▸ **THE EXERCISE**
Identify each line in the items below that contains the string "bark", treating uppercase and lowercase letters as distinct, and copy every such line in full.

▸ **RECORDS FOR THIS EXERCISE**

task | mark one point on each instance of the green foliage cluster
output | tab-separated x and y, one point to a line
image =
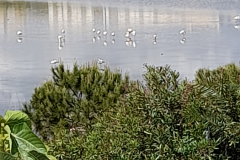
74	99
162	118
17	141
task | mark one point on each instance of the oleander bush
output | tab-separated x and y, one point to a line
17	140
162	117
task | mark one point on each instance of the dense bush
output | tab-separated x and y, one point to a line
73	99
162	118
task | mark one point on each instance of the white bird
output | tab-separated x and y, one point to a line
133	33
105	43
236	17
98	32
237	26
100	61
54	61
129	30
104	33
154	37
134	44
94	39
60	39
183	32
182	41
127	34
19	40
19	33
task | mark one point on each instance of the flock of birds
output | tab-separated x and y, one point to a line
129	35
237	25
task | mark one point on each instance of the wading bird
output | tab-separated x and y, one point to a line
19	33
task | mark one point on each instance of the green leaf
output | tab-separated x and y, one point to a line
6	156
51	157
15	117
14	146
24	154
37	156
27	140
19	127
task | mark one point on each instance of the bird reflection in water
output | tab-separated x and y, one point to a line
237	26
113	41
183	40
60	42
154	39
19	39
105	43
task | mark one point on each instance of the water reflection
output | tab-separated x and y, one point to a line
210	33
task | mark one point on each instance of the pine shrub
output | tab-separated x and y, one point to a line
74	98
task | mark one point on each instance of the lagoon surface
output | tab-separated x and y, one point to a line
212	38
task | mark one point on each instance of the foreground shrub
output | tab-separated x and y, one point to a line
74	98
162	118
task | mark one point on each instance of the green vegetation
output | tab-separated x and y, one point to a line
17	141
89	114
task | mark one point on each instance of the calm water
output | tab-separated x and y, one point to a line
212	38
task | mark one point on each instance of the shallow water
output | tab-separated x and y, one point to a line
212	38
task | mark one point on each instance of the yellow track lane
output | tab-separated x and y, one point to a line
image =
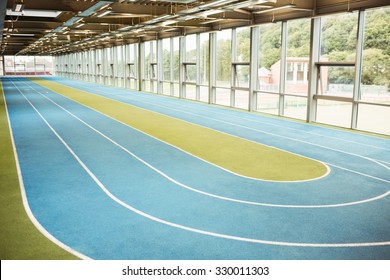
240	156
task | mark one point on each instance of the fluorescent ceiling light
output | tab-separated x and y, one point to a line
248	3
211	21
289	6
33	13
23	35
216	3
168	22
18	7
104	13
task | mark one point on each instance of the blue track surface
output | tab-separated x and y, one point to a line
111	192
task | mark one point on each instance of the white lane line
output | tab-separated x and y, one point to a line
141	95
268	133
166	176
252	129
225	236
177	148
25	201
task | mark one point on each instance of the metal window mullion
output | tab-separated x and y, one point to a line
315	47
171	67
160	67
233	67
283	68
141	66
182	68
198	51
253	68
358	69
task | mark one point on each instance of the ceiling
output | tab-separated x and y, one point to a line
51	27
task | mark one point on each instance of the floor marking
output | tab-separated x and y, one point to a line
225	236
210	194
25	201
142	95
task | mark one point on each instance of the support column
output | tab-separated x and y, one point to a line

...

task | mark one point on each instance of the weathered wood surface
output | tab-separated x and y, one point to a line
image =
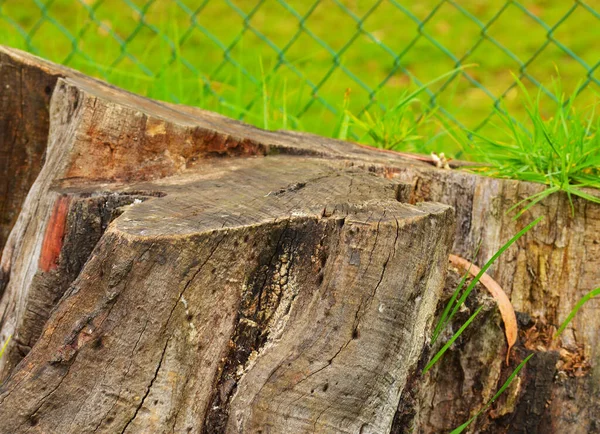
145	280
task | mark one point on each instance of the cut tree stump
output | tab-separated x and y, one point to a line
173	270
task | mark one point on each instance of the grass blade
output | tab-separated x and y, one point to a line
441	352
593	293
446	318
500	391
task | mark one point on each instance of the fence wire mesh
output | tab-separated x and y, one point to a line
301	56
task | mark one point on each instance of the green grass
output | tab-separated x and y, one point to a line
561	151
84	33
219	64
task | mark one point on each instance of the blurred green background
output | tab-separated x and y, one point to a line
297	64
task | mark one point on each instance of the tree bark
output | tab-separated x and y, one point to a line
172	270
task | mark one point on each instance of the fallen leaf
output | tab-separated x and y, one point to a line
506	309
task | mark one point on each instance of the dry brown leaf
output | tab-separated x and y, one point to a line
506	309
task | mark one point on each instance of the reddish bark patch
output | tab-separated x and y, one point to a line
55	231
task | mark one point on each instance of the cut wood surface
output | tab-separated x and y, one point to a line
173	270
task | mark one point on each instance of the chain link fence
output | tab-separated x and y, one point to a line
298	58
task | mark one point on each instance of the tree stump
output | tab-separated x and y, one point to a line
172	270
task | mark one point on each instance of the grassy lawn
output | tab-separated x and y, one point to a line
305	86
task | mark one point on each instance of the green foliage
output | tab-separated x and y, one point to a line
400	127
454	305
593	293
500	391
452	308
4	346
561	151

---

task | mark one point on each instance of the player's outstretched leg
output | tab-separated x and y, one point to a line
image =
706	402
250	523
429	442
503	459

▸ **OUTPUT FOR THIS TASK**
task | mark one point on each instance of the tree bark
task | mark one point on each instance of the reddish bark patch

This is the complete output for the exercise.